Task goal: Rewrite the items below from the line containing "antenna, giving x and y for each instance?" through the last item, inclusive, putting "saloon" wherever "sedan" appears and changing nothing else.

Records for the task:
╭──

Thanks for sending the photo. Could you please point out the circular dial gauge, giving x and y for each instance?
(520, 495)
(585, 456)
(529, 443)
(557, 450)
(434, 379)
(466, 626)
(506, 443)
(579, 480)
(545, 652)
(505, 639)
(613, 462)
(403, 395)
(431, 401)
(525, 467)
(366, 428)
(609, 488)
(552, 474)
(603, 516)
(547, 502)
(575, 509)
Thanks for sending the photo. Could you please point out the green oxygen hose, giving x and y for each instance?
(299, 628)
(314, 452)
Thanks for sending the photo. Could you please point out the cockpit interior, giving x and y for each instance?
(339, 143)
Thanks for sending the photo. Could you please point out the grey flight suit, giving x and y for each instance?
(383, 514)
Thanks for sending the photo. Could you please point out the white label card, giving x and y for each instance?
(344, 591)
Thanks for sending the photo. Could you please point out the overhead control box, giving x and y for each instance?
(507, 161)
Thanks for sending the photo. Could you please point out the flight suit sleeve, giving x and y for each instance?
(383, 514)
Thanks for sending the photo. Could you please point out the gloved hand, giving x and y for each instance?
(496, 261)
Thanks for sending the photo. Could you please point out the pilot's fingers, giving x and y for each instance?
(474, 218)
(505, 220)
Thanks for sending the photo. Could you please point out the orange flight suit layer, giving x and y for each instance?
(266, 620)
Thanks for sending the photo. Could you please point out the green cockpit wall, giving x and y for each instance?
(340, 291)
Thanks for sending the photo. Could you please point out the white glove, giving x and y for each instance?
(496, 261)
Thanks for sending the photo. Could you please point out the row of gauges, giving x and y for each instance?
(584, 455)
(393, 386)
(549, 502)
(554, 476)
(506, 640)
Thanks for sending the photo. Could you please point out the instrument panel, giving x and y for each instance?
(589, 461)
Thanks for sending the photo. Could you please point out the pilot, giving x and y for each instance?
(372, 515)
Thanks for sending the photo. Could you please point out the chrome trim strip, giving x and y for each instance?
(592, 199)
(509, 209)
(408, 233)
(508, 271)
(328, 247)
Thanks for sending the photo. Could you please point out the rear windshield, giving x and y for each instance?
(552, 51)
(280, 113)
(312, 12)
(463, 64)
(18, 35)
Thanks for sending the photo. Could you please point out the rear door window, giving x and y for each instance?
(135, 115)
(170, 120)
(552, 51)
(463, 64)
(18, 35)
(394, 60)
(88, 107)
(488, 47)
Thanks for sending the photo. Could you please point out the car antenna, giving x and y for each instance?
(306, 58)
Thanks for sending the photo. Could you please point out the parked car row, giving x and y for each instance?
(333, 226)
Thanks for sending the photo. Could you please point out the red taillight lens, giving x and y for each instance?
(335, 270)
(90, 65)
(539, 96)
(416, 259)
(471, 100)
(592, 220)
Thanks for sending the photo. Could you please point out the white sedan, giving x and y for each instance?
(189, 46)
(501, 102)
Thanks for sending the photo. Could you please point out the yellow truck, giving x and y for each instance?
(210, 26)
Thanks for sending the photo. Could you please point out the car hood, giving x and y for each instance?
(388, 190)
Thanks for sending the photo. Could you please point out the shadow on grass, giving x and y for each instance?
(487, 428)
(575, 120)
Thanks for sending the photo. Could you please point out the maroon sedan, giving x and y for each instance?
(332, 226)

╰──

Result below:
Thanks for sending the photo. Could you please point out the car antenna, giving x and y for each instance?
(306, 58)
Thanks for sending the photo. Could you please point out the parked car row, giving x and y for each instance?
(333, 226)
Thanks for sending the photo. Could you please point out the red taillight lens, giving x and y for each instance?
(335, 270)
(90, 65)
(539, 96)
(416, 259)
(471, 100)
(592, 220)
Thanks for sending the photo. Could you please point out the white saloon, giving x and y for each instance?
(189, 46)
(501, 102)
Thanks for sending the photo. Could you please point out the yellow truck, giving x and y for each instance?
(210, 26)
Thanks for sending the photo. Could you please point out the car hood, giving x and y for each instance?
(388, 190)
Thanks for sending the photo. Could you please point out the shadow on grass, giving x and y for each instance?
(487, 428)
(575, 120)
Thanks for sending the photo. Could you please point out the maroon saloon, giving x and y for each instance?
(332, 226)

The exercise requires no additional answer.